# Vamos donde él quiere/quiera



## PetraCOst

Oración de mi tarea:

_Siempre en vacaciones, cuando mi novio viene a visitarme a la universidad, lo pasamos muy bien y vamos donde él (querer) ___?______._

En mi opinión, tanto el indicativo como el subjuntivo son posibles, pero tienen diferentes matizes en la traducción al inglés:

_quiere_: ...where he wants (to go)
_quiera_: ...wherever he wants (to go)

La profesora dice que solo "quiere" es posible aquí. ¿Que piensan ustedes? ¡Gracias por sus respuestas!


----------



## Cholo234

PetraCOst said:


> ¿Que piensan ustedes? ¡Gracias por sus respuestas!


"Quiere" indicates that "his going" is a fact.  "Quiera" indicates "his going" as something "indefinite" or not part of the speaker's reality.

Another option: _Vamos adondequiera que él quiera_


----------



## gato radioso

PetraCOst said:


> Oración de mi tarea:
> 
> _Siempre en vacaciones, cuando mi novio viene a visitarme a la universidad, lo pasamos muy bien y vamos donde él (querer) ___?______._
> 
> En mi opinión, tanto el indicativo como el subjuntivo son posibles, pero tienen diferentes matizes en la traducción al inglés:
> 
> _quiere_: ...where he wants (to go)
> _quiera_: ...wherever he wants (to go)
> 
> La profesora dice que solo "quiere" es posible aquí. ¿Que piensan ustedes? ¡Gracias por sus respuestas!


Donde él quiere : a defined place: his mother's house, to the cinema X.
Donde él quiera : the place is undefined or irrelevant. The point is that both of you always follow what he says, wherever the place might be.

I think both options are possible, depending on the nuance you want to bring in.
Choosing "quiere" I'd understand that, somehow, he's made a defined plan beforehand. Maybe he's a bit bossy, maybe she's not very assertive... who knows.

# ENTRADAS:
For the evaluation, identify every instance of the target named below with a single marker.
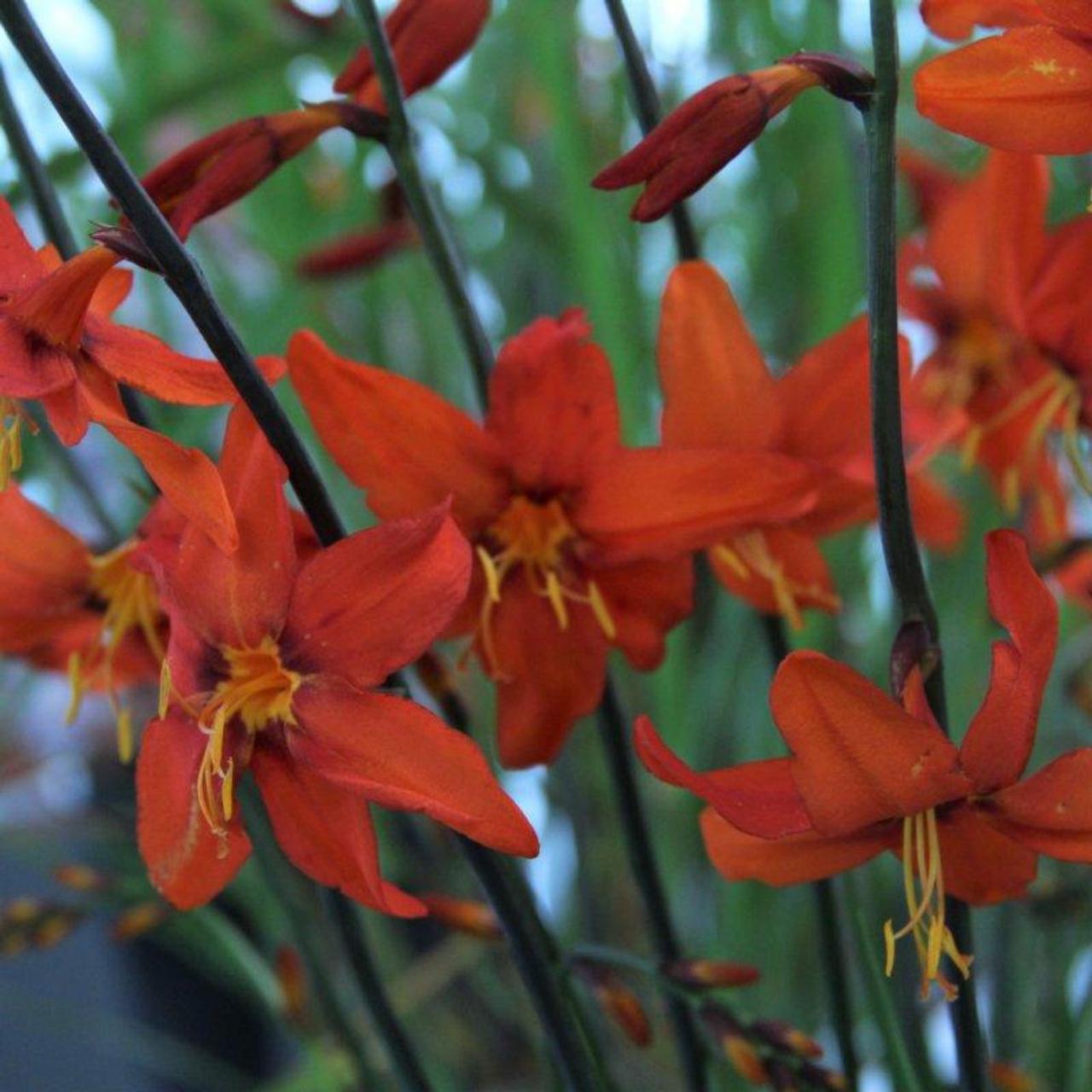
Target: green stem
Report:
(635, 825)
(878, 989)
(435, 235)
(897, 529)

* * *

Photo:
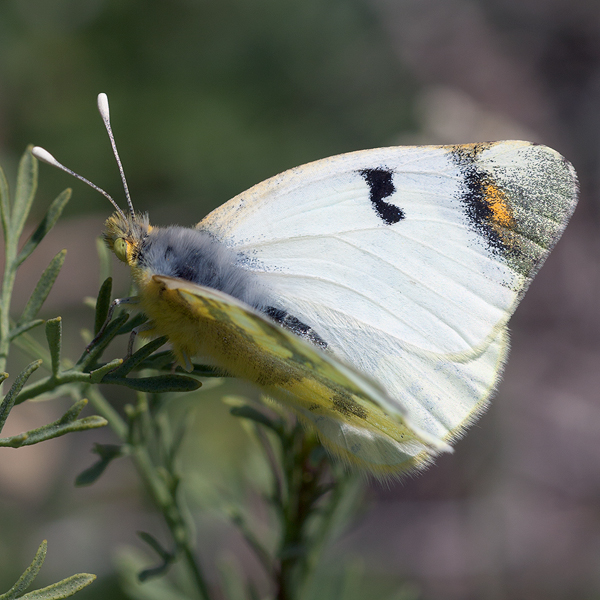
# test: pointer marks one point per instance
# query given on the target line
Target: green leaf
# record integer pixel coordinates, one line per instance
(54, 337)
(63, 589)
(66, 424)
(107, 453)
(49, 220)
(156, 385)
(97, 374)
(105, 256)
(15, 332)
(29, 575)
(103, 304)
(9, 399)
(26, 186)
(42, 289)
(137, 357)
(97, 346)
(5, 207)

==

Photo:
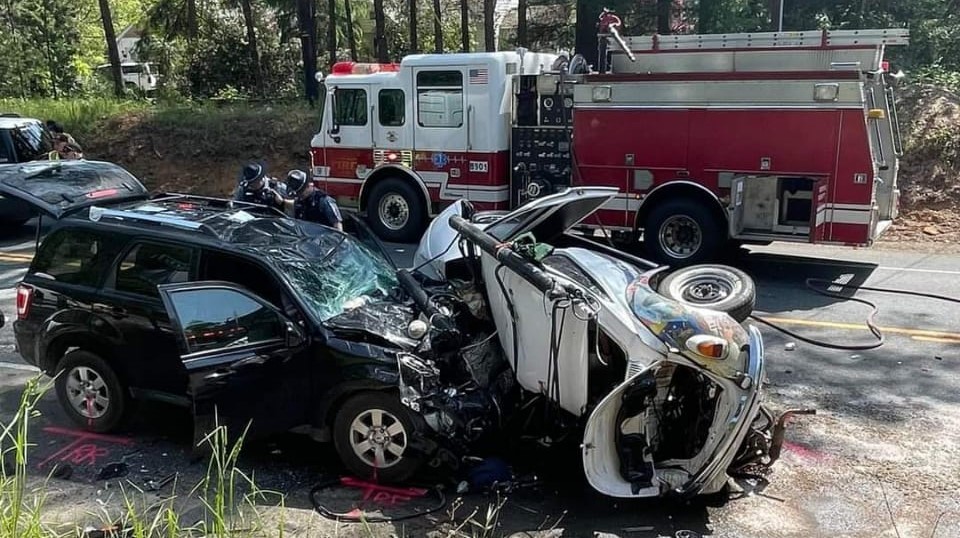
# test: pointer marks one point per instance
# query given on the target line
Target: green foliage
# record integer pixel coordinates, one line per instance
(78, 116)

# LO QUE SE PIDE:
Repite sin cambiar nada el tramo del fragmento elegido que va desde "Donde él quiera" hasta "assertive... who knows.".

# RESULTADO:
Donde él quiera : the place is undefined or irrelevant. The point is that both of you always follow what he says, wherever the place might be.

I think both options are possible, depending on the nuance you want to bring in.
Choosing "quiere" I'd understand that, somehow, he's made a defined plan beforehand. Maybe he's a bit bossy, maybe she's not very assertive... who knows.